((

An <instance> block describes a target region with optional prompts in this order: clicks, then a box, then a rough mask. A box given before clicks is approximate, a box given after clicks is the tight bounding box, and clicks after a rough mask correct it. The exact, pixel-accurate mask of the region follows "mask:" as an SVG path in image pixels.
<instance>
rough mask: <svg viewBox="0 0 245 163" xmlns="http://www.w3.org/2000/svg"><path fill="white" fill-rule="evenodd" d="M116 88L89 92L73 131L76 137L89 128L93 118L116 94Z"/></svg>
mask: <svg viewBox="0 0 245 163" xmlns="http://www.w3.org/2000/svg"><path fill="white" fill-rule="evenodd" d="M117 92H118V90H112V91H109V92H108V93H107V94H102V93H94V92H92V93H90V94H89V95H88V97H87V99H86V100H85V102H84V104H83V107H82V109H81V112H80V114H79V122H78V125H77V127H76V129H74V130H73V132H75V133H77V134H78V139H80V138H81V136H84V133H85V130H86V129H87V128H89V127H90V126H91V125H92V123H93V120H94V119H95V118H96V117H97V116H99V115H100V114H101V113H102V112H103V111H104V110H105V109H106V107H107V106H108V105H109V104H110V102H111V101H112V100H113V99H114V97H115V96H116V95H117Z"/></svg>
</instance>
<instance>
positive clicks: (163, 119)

))
((

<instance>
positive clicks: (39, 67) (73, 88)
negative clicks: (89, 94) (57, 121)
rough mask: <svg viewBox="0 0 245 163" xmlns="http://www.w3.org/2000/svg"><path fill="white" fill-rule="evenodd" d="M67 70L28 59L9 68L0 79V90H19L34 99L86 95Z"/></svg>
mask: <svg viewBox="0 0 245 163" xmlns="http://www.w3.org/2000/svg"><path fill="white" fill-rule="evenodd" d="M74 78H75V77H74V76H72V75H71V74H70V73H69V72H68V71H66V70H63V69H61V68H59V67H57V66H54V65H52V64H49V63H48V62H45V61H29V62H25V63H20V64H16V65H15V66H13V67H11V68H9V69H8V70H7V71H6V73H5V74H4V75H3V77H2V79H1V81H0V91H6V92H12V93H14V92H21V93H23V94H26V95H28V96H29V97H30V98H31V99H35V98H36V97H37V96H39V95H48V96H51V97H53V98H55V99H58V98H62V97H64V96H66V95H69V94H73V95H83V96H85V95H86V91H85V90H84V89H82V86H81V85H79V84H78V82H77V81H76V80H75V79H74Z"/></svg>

))

** INSTRUCTIONS FOR THE TASK **
List each line of the entries above that contains the string "mask", copying the whole line. Case counts.

** EXERCISE OUTPUT **
An <instance> block describes a target region with optional prompts in this order: clicks, then a box, then a rough mask. A box given before clicks is approximate, a box given after clicks is the tight bounding box, and clicks after a rough mask correct it. The exact, pixel-accurate mask of the region follows "mask:" as an SVG path in image pixels.
rough mask: <svg viewBox="0 0 245 163" xmlns="http://www.w3.org/2000/svg"><path fill="white" fill-rule="evenodd" d="M116 88L89 92L73 131L76 137L89 128L93 118L116 94Z"/></svg>
mask: <svg viewBox="0 0 245 163" xmlns="http://www.w3.org/2000/svg"><path fill="white" fill-rule="evenodd" d="M117 92H118V90H112V91H109V92H108V93H107V94H102V93H94V92H92V93H90V94H89V95H88V97H87V99H86V100H85V102H84V104H83V107H82V109H81V112H80V114H79V122H78V125H77V127H76V129H74V130H73V132H75V133H77V134H78V139H80V138H81V136H84V133H85V130H86V129H87V128H89V127H90V126H91V125H92V123H93V120H94V119H95V118H96V117H97V116H99V115H100V114H101V113H102V112H103V111H104V110H105V109H106V107H107V106H108V105H109V104H110V102H111V101H112V100H113V99H114V97H115V96H116V95H117Z"/></svg>
rough mask: <svg viewBox="0 0 245 163" xmlns="http://www.w3.org/2000/svg"><path fill="white" fill-rule="evenodd" d="M67 70L28 59L9 68L0 79V90H19L34 99L86 95Z"/></svg>
mask: <svg viewBox="0 0 245 163" xmlns="http://www.w3.org/2000/svg"><path fill="white" fill-rule="evenodd" d="M74 78H75V77H74V76H72V75H71V74H70V73H69V72H68V71H66V70H63V69H61V68H59V67H57V66H54V65H52V64H49V63H48V62H45V61H29V62H25V63H20V64H16V65H15V66H13V67H11V68H9V69H8V70H7V71H6V73H5V74H4V75H3V77H2V79H1V81H0V91H6V92H12V93H14V92H21V93H23V94H26V95H28V96H29V97H30V98H31V99H35V98H36V97H37V96H39V95H48V96H51V97H53V98H55V99H58V98H62V97H64V96H66V95H69V94H73V95H83V96H85V95H86V91H85V90H84V89H82V86H81V85H79V84H78V82H77V81H76V80H75V79H74Z"/></svg>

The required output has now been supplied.